Task: Below is a block of entries, which should be copied verbatim apart from the pictures.

Exercise inputs:
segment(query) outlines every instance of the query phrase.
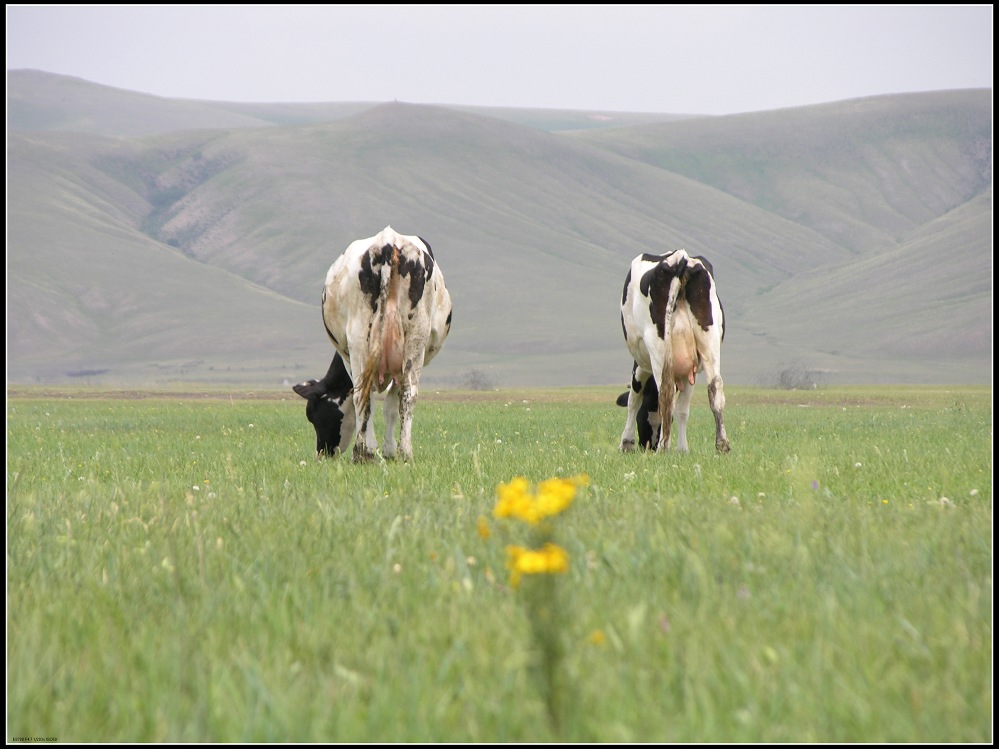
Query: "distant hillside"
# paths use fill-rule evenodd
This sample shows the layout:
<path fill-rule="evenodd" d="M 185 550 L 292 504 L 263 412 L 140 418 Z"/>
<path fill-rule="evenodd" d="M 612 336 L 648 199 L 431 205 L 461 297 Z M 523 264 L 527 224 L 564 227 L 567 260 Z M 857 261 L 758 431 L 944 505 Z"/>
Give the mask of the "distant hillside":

Answer to this task:
segment(query) outlines every instance of the query phrase.
Query: "distant hillside"
# paths use fill-rule evenodd
This sample shows the layout:
<path fill-rule="evenodd" d="M 185 550 L 292 504 L 263 412 L 140 418 Z"/>
<path fill-rule="evenodd" d="M 612 336 L 648 199 L 431 205 L 461 297 Z M 523 264 L 527 224 L 564 227 L 567 260 Z M 857 261 L 758 431 L 944 505 Z"/>
Give the mask of the "distant hillside":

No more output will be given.